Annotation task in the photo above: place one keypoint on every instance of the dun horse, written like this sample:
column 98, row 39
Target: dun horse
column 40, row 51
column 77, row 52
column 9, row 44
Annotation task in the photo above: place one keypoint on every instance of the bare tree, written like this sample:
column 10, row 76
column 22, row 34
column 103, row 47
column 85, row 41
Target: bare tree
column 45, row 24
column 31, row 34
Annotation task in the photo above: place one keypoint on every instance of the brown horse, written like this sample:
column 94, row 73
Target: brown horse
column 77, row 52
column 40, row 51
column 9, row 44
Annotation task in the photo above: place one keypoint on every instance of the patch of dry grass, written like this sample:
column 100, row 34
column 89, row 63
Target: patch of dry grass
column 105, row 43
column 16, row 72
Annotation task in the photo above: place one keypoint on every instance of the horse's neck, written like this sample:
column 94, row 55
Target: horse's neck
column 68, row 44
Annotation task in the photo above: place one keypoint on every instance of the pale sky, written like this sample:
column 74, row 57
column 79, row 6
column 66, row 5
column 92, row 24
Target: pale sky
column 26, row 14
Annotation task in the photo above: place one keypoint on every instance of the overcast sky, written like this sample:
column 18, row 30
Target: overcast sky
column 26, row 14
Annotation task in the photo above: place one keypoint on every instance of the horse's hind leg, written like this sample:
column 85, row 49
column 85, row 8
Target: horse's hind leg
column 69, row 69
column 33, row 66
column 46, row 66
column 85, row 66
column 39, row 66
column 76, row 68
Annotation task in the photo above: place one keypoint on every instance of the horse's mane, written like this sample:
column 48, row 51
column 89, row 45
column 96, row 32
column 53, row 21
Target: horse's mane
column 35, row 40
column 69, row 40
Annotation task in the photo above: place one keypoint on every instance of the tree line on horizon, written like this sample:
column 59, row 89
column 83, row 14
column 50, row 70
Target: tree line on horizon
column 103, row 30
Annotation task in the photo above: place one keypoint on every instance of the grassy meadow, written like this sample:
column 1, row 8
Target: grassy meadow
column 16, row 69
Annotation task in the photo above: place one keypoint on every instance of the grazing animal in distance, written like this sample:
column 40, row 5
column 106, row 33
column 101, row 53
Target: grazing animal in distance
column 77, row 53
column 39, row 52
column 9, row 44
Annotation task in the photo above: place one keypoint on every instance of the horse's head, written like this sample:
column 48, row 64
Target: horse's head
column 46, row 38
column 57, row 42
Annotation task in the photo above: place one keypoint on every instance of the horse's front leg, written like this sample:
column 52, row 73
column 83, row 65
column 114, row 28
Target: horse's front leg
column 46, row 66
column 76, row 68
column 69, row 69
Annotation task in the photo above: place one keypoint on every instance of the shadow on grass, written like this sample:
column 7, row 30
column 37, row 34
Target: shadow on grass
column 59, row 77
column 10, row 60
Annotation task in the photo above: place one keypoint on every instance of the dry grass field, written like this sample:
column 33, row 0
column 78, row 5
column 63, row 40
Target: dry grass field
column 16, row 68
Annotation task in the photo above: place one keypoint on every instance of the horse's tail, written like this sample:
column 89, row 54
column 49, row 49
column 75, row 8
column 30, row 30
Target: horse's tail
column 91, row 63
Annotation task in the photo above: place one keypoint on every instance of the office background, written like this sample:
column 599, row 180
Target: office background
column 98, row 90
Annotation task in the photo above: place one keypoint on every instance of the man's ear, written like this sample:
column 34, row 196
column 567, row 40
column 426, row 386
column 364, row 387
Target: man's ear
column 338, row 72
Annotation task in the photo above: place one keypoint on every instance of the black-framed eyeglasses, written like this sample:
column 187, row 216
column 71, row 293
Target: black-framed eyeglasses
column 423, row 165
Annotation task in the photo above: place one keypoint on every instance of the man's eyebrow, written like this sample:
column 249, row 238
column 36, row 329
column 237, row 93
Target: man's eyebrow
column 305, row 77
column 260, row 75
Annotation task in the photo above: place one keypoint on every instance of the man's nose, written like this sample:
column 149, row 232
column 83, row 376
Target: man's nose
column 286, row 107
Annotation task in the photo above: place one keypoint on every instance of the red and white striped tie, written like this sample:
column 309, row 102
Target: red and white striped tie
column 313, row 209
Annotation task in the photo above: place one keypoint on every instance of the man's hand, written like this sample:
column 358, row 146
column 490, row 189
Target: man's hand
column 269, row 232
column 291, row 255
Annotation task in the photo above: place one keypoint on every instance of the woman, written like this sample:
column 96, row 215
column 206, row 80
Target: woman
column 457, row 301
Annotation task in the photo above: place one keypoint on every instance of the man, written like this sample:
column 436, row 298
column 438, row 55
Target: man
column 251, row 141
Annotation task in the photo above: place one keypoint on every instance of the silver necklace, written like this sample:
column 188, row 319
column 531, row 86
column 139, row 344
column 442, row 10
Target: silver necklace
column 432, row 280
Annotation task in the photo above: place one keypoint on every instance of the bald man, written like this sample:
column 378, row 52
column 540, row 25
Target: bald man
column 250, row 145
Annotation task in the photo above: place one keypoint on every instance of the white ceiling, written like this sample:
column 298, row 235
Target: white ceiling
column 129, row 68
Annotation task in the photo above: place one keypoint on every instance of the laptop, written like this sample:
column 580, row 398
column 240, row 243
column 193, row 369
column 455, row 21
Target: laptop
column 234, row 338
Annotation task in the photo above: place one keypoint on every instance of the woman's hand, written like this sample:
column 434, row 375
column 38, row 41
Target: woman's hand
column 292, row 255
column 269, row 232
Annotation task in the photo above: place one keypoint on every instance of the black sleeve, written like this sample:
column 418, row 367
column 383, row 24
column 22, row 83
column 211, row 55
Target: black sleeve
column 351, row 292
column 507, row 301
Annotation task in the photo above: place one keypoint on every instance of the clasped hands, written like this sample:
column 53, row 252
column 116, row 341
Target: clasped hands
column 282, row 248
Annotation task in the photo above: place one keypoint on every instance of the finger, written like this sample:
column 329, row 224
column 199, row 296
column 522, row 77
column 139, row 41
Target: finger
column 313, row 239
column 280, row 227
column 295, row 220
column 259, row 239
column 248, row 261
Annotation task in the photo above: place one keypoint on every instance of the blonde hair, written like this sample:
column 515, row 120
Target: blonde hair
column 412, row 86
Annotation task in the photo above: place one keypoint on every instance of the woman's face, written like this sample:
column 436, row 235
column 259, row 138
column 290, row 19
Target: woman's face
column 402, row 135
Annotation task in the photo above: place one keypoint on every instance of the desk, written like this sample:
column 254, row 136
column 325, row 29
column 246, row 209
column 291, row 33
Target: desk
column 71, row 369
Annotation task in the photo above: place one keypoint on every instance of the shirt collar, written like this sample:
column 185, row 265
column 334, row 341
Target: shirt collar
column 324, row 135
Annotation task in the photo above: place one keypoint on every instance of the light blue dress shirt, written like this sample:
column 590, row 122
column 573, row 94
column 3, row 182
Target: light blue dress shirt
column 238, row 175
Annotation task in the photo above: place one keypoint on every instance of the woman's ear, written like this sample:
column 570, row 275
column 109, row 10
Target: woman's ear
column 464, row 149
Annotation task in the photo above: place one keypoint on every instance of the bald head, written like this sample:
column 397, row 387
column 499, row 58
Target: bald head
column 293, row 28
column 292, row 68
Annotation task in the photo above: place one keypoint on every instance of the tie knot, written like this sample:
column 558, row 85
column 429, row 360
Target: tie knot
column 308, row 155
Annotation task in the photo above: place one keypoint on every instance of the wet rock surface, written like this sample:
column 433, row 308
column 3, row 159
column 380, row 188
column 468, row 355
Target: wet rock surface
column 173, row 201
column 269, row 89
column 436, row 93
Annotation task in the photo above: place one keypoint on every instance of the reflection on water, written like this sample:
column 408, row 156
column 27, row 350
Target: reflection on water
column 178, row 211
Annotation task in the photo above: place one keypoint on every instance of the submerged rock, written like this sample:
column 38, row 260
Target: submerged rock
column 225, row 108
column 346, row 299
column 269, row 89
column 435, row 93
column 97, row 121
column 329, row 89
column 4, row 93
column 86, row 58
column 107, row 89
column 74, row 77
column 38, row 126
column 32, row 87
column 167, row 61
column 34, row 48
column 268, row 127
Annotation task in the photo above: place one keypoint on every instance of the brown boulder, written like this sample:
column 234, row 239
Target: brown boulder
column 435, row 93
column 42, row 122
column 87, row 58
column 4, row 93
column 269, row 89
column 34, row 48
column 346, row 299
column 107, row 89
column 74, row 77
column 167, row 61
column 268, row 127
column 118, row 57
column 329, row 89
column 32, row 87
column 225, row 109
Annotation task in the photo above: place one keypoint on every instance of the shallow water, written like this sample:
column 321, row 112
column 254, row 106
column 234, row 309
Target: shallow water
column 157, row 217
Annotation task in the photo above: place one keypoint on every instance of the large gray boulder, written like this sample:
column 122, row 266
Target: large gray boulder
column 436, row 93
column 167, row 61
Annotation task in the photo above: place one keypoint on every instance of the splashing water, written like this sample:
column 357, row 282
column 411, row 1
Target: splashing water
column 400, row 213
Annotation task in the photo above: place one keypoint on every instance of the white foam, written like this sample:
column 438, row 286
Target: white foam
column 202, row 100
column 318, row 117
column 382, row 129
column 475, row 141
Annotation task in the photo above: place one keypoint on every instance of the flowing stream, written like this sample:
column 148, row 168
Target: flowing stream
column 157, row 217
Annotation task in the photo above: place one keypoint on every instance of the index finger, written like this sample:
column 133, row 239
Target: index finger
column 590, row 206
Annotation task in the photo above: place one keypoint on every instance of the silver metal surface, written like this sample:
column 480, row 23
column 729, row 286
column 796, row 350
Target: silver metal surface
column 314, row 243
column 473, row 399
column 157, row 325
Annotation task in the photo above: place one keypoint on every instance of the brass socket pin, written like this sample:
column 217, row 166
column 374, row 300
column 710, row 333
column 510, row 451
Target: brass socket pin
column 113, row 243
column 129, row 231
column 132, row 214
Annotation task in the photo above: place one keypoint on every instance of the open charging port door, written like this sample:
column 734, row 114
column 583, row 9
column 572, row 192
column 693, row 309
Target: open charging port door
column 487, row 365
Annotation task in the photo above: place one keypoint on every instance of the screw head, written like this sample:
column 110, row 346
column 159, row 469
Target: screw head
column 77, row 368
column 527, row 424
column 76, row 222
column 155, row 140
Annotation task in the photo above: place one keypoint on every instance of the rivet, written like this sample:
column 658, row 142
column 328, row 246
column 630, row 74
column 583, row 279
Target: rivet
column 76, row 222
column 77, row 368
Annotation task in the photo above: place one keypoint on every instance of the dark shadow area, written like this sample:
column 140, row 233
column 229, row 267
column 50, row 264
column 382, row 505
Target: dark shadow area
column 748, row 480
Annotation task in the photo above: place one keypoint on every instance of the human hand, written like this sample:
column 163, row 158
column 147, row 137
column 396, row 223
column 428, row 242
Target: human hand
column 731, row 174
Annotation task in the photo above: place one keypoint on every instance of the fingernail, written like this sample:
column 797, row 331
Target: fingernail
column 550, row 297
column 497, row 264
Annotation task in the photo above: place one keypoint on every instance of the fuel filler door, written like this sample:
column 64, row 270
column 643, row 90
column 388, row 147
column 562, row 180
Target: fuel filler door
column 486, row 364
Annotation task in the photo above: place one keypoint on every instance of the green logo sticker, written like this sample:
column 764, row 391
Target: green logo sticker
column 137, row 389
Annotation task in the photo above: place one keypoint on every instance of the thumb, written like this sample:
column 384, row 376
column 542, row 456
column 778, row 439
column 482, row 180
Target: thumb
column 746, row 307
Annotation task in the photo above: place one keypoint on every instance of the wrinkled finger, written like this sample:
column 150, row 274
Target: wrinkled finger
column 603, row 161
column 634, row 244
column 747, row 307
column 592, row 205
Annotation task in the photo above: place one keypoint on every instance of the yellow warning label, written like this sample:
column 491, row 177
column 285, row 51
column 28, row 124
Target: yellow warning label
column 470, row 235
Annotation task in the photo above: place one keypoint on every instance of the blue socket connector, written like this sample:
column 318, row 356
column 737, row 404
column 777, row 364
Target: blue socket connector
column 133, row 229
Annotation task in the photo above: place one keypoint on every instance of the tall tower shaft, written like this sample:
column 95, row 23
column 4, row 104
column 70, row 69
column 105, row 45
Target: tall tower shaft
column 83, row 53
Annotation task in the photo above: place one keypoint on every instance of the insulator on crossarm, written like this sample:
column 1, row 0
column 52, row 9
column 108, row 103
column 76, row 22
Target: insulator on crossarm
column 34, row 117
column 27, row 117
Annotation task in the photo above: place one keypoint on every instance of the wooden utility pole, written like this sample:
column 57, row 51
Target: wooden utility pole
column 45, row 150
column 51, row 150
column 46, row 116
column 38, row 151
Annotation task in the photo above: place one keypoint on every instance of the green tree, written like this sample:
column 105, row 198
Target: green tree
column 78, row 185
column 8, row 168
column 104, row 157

--*--

:: EXERCISE DETAILS ::
Your job is to print exactly the lines that run from the top of the entries through the line with "column 103, row 47", and no others.

:: SOLUTION ::
Annotation task in the photo above: place one keypoint on every instance of the dun horse, written like this sample:
column 98, row 39
Target: dun horse
column 40, row 51
column 77, row 52
column 9, row 44
Annotation task in the photo above: place one keypoint on every instance of the bare tree, written like this sample:
column 10, row 76
column 22, row 34
column 103, row 47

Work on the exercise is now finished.